[Document extract]:
>> Begin

To export an sf object back out to a shapefile (or GeoPackage, GeoJSON, etc.), you would call st_write(boston, "boston.shp").

Combining Spatial Data with Other Data Sources

Merging

Spatial + Non-Spatial

Now we will learn how to merge a spatial object with tabular data, using a common unique identifier. First, load the elections tabular data.

boston.elections <- read.csv(file.path("data", "BostonData", "dist_results.csv"))

Now we have i) an sf polygons object named boston, and ii) a data.frame called boston.elections, where DISTRICT is the unique identifier in boston and District is the unique identifier in boston.elections. Because an sf object is just a data frame, we can use ordinary merge() (or dplyr::left_join()).

boston <- merge(boston, boston.elections,
                by.x = "DISTRICT", by.y = "District")
st_drop_geometry(boston)[1:5, ]

In the old sp world there was a warning that you should never merge the @data slot directly with another table because it could re-order rows and corrupt the link to the geometries. With sf this concern is gone: the geometry column travels with its row, so merge() and left_join() are safe.

Spatial + Spatial

Before merging two spatial datasets, the first thing you need to do is to check whether they have the same CRS. Both files should agree on the correspondence between coordinate values and points on the Earth. If you try to combine two spatial objects with different CRSs, your results won’t make much sense.

If your objects don’t have the same CRS, you’ll need to reproject one of them. Reprojecting changes not just the metadata associated with an object but also all the actual x and y coordinates.

You can re-project any vector object with st_transform(), which takes i) the object and ii) the EPSG code (or CRS object) you want it to take.

MyCity.reprojected <- st_transform(MyCity, 4326)

If you want to align one object’s CRS with another’s, pull the CRS out and pass it in:

MyCityA.reprojected <- st_transform(MyCityA, st_crs(MyCityB))

Spatial Merges

So far we have used a common unique identifier to merge, as with regular datasets. We can also merge using geographic location. Now we’re going to work with Boston municipal service requests for graffiti removal.

We know the geolocation of graffiti instances but not which district they are in. We will overlay the graffiti points on our Boston district polygons using st_join(). This is the modern replacement for the old over() function from sp.

boston.requests <- read.csv(file.path("data", "BostonData", "graffiti.csv"))
boston.graf <- st_as_sf(boston.requests,
                        coords = c("LONGITUDE", "LATITUDE"),
                        crs = 4326)

Next we make sure the Boston map has the same CRS as the points:

boston <- st_transform(boston, 4326)

For every graffiti instance, we want to know which district it falls in. We use st_join() with join = st_intersects. The result is a new sf object that has each point’s attributes plus the polygon attributes from the district it fell in.

boston.graf.joined <- st_join(boston.graf, boston, join = st_intersects)
st_drop_geometry(boston.graf.joined)[1:5, ]
names(boston.graf.joined)

>> End

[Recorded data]
>> Begin

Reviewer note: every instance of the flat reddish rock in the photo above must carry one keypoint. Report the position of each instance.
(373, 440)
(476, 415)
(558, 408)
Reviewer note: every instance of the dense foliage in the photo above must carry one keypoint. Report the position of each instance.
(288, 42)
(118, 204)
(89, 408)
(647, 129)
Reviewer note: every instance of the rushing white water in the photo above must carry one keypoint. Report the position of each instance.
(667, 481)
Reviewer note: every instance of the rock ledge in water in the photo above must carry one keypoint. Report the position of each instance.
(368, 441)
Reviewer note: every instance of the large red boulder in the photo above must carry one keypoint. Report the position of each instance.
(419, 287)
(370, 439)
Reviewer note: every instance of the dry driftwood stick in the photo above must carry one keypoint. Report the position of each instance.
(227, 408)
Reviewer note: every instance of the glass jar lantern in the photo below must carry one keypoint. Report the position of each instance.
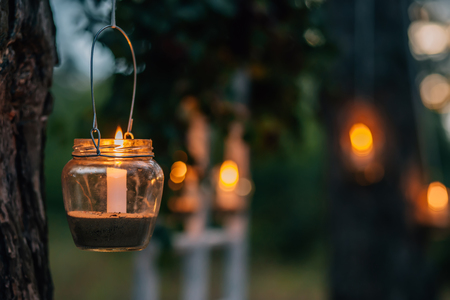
(112, 188)
(112, 200)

>> End

[Set tasks]:
1 - Answer these from the spatial data passage:
(a) Which function re-projects a vector object?
(b) What is the unique identifier column in boston.elections?
(c) Which function replaces the old over() function from sp?
2 - In the rows, change "keypoint" to "marker" across the stretch from the row containing "Reviewer note: every instance of the dry" through the end of the rows, leaving everything else as is. Omit the pictures from your answer.
The spatial data passage and the rows have no connection to each other.

[Solutions per task]:
1 -
(a) st_transform()
(b) District
(c) st_join()

2 -
Reviewer note: every instance of the dry driftwood stick in the photo above must carry one marker. Report the position of each instance.
(227, 408)
Reviewer note: every instance of the glass jar lantern in the photo below must carry one marker. Report the position of each instance.
(112, 188)
(112, 200)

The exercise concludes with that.